A verbatim transcript of the lines below, starting at the first and ending with the one that holds "Target to outline: pile of charcoal sacks", is what should be produced.

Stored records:
###

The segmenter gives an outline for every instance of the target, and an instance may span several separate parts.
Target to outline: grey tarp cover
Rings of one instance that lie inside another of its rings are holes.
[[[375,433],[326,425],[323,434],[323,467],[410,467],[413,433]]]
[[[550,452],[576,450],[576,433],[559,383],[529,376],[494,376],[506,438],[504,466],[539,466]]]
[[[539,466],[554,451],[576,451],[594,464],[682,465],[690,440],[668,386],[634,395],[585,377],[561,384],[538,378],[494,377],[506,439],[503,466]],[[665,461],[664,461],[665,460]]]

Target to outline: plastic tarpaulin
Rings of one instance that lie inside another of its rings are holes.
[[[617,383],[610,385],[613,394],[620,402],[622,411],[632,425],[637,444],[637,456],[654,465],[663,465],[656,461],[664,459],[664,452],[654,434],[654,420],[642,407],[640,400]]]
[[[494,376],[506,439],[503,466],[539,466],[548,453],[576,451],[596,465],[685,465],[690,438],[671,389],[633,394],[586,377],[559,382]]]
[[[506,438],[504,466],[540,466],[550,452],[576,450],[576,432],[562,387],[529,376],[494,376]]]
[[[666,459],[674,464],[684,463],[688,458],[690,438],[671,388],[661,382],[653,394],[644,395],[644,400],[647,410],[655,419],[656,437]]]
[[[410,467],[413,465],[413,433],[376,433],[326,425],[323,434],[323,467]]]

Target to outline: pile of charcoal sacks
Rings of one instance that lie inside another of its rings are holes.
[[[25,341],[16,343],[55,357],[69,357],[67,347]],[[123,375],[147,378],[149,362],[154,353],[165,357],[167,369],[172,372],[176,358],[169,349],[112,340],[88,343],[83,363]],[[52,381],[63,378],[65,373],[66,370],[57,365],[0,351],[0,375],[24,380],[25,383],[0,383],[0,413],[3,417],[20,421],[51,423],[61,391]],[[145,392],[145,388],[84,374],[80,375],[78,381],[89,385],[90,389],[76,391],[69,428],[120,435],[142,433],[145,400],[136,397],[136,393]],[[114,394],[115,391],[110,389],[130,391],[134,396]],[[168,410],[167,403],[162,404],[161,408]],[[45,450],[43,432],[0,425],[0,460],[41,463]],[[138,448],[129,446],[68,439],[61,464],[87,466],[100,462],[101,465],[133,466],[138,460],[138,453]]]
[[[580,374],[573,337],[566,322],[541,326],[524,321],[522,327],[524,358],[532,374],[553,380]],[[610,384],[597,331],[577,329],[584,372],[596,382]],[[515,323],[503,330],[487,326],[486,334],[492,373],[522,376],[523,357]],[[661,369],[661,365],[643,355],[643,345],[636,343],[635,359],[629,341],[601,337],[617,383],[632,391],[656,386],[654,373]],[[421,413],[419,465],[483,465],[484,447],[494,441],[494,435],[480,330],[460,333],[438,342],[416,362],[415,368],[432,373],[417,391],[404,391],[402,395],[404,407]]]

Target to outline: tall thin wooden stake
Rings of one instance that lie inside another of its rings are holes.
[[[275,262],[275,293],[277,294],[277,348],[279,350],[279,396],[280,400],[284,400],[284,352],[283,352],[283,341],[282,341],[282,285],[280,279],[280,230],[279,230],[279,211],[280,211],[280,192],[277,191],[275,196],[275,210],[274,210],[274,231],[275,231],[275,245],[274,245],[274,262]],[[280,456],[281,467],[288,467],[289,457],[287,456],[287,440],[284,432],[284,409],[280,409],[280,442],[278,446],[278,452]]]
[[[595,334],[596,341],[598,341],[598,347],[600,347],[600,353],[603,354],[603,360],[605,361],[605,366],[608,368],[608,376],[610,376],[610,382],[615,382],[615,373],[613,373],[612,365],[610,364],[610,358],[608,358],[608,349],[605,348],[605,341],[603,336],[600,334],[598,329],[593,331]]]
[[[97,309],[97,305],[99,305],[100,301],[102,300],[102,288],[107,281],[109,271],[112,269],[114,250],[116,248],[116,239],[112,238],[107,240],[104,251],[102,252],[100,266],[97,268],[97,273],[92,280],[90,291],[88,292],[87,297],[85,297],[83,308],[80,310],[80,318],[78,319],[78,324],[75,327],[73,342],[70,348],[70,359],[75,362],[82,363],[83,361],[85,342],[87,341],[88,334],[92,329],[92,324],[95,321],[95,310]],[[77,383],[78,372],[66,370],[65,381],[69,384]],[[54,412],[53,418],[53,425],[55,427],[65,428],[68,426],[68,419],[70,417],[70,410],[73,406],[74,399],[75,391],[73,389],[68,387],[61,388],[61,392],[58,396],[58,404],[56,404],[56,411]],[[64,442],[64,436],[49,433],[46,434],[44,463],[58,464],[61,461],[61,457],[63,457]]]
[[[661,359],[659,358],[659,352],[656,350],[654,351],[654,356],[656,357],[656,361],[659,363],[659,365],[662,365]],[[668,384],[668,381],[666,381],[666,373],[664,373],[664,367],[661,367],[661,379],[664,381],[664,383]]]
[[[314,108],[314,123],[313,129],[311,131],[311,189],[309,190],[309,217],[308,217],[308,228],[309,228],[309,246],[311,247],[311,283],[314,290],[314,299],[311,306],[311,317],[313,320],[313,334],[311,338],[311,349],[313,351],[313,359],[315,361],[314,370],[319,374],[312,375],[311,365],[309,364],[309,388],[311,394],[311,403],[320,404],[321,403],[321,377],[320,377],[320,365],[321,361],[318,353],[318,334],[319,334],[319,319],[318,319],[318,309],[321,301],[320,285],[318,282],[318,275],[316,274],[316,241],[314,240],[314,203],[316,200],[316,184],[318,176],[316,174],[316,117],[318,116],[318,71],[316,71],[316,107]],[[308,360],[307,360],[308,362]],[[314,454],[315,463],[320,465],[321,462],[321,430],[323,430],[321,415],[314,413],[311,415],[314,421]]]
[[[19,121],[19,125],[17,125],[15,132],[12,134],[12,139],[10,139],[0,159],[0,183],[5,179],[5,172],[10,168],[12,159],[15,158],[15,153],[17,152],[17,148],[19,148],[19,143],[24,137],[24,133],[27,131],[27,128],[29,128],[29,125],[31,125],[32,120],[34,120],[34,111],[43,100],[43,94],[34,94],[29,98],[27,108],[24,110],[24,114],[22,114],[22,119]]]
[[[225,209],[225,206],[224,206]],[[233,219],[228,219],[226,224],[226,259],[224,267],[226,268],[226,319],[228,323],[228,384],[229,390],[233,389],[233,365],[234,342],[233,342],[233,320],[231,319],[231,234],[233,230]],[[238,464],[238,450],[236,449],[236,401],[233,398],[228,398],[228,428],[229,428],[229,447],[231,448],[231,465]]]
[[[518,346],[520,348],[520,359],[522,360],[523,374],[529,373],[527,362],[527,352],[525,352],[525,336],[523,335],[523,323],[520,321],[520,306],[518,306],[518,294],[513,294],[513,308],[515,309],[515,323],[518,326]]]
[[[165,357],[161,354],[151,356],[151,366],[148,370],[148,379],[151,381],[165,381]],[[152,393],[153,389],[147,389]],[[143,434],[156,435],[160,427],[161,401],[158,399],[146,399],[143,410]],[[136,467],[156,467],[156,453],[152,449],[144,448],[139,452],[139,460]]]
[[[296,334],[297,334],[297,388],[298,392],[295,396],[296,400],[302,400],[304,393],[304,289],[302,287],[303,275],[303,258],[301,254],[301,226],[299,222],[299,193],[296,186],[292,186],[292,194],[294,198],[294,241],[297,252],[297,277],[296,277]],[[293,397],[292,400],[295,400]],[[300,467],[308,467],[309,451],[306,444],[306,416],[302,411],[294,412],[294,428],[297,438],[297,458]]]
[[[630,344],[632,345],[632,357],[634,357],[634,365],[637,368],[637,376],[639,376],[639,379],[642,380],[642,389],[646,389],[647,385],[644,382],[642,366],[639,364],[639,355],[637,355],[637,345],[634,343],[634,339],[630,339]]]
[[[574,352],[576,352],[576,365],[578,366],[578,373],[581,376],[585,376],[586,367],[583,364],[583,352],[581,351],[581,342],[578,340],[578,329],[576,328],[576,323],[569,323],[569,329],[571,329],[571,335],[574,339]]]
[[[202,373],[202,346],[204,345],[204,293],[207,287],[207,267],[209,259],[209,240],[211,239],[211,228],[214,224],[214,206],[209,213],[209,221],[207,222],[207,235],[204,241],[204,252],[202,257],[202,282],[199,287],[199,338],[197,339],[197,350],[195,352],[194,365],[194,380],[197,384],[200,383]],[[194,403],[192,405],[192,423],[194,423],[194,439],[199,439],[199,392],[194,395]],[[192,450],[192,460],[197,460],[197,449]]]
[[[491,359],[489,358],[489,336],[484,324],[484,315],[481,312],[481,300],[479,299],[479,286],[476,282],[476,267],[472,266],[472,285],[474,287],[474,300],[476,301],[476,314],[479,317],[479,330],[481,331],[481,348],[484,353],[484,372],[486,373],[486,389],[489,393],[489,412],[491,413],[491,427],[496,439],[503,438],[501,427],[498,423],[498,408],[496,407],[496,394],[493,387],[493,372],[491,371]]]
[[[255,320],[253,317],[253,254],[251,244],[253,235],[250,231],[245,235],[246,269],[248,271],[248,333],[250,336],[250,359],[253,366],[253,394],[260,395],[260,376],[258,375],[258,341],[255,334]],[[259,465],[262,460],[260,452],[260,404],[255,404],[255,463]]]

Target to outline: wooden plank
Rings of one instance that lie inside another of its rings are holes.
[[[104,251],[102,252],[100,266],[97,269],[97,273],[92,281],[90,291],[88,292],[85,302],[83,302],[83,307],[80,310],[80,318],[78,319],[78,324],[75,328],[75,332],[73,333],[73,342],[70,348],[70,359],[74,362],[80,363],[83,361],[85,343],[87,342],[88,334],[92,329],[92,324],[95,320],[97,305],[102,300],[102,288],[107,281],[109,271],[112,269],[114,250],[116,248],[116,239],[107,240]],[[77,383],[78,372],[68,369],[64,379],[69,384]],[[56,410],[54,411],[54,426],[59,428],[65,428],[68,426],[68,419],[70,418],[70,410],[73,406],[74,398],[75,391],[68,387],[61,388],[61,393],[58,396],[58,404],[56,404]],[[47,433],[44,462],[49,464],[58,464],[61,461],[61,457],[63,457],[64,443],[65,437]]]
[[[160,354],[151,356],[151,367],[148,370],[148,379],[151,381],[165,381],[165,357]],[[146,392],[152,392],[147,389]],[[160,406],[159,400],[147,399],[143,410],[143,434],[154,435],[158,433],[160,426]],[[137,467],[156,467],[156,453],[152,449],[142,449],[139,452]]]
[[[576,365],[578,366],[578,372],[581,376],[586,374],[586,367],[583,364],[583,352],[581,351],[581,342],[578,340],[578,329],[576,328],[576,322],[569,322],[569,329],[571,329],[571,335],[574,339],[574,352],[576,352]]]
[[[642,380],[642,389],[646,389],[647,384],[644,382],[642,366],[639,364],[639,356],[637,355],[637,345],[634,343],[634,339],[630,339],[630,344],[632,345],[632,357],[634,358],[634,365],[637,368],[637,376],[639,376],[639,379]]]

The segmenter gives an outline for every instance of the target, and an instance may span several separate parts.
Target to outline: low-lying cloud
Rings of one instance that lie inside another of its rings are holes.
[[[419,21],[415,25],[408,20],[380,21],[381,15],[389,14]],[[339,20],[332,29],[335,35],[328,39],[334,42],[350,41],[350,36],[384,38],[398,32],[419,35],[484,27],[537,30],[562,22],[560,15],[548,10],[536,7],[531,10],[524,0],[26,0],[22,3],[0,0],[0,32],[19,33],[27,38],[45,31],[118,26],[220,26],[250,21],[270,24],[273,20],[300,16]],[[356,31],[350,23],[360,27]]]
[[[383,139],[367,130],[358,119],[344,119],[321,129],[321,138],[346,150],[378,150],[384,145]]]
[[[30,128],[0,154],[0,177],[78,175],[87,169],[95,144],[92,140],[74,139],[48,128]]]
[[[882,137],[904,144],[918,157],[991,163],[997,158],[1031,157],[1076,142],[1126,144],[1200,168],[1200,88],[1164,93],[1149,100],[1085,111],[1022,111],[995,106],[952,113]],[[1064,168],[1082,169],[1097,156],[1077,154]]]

###

ANSWER TO THE PROBLEM →
The segmenter gives an outline for every instance of the target, and an instance may span several separate parts.
Target to outline: grey tarp cover
Rings of one instance that lie inside another of its rings are holes.
[[[375,433],[326,425],[323,434],[323,467],[410,467],[413,433]]]
[[[550,452],[576,450],[576,433],[559,383],[529,376],[494,376],[506,438],[504,466],[539,466]]]
[[[539,466],[554,451],[576,451],[594,464],[682,465],[690,440],[668,386],[634,395],[585,377],[561,384],[538,378],[494,377],[506,439],[503,466]],[[665,461],[664,461],[665,460]]]

Target to outline: plastic tarpaulin
Rings of one instance that lie inside another of its rings are holes.
[[[617,383],[610,385],[613,394],[620,402],[622,411],[632,425],[637,444],[637,456],[654,465],[663,465],[656,461],[664,459],[664,452],[654,434],[654,420],[642,407],[640,400]]]
[[[494,376],[506,439],[503,466],[539,466],[548,453],[576,451],[596,465],[685,465],[690,438],[671,389],[633,394],[586,377],[559,382]]]
[[[506,438],[504,466],[540,466],[550,452],[576,450],[576,432],[562,387],[529,376],[494,376]]]
[[[666,459],[674,464],[684,463],[688,458],[690,438],[671,388],[661,382],[653,394],[644,395],[644,400],[647,410],[655,419],[656,437]]]
[[[410,467],[413,465],[413,433],[376,433],[326,425],[323,434],[323,467]]]

Target to outline: pile of charcoal sacks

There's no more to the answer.